- _Given exercise_
Find every line in the records that contains the string "bumper", matching case exactly, and copy each of those lines.
* START *
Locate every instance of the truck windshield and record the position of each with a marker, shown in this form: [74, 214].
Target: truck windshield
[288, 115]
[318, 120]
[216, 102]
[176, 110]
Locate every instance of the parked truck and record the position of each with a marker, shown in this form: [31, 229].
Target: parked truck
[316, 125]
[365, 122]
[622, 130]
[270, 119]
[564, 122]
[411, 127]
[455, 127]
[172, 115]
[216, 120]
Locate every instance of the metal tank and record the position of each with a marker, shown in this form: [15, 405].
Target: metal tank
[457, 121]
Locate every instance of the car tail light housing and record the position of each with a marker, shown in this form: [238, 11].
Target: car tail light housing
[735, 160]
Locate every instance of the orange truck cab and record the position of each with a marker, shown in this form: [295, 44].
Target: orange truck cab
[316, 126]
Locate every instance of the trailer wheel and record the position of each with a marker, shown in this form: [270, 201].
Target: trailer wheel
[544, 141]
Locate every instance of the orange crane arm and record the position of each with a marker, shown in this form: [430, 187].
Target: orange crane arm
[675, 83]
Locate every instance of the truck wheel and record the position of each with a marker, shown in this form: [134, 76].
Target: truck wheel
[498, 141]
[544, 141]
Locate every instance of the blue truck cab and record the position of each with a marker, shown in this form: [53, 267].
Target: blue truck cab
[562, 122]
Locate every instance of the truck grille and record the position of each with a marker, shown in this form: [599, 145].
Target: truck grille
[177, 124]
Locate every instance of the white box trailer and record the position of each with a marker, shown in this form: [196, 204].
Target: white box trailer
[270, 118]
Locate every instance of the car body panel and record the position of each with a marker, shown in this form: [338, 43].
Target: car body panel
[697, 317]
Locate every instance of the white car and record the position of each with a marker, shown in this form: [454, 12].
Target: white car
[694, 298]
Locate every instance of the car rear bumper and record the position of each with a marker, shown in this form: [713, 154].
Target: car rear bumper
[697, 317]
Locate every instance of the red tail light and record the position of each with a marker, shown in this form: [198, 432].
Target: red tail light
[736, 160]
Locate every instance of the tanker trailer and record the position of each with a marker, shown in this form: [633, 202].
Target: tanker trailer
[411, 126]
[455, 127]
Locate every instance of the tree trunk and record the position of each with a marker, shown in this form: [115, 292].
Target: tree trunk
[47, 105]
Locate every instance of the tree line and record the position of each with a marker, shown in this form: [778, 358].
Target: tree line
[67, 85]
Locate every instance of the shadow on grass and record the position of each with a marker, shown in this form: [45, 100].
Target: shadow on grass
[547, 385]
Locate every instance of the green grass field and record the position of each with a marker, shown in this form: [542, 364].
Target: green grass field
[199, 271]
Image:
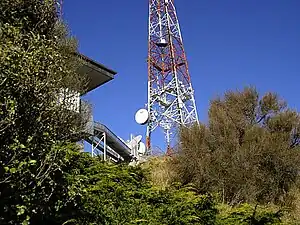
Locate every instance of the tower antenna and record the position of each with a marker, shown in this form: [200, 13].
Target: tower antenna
[171, 101]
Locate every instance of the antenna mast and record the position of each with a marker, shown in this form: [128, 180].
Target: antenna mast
[171, 100]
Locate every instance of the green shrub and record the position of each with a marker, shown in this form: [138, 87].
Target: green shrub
[247, 214]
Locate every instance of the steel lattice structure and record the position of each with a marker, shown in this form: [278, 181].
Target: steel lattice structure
[59, 5]
[170, 94]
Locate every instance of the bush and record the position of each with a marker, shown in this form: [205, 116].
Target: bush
[247, 214]
[248, 152]
[110, 194]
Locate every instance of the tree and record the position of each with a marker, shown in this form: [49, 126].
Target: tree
[248, 151]
[37, 62]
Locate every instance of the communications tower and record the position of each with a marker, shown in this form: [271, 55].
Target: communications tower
[171, 101]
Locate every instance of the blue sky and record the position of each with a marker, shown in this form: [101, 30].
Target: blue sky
[229, 44]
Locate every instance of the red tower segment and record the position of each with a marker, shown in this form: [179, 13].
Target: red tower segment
[171, 100]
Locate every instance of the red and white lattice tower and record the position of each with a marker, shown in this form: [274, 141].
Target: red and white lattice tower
[59, 5]
[171, 101]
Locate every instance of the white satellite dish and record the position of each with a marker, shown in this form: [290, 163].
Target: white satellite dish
[142, 116]
[134, 142]
[142, 148]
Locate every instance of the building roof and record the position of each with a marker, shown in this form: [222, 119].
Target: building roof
[97, 73]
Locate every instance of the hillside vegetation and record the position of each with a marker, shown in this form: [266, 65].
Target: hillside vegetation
[240, 168]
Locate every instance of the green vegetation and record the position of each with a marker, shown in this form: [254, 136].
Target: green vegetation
[241, 168]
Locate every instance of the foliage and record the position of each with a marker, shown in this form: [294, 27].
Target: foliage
[248, 152]
[246, 214]
[36, 61]
[118, 194]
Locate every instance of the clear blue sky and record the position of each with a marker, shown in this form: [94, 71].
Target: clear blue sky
[229, 44]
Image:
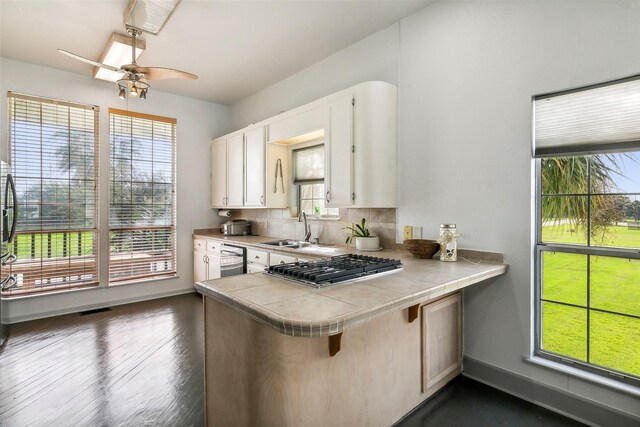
* END *
- _Solved problem_
Locate every instance of the car rear bumper and record the position of each with a marker, shown in this form: [713, 154].
Target: car rear bumper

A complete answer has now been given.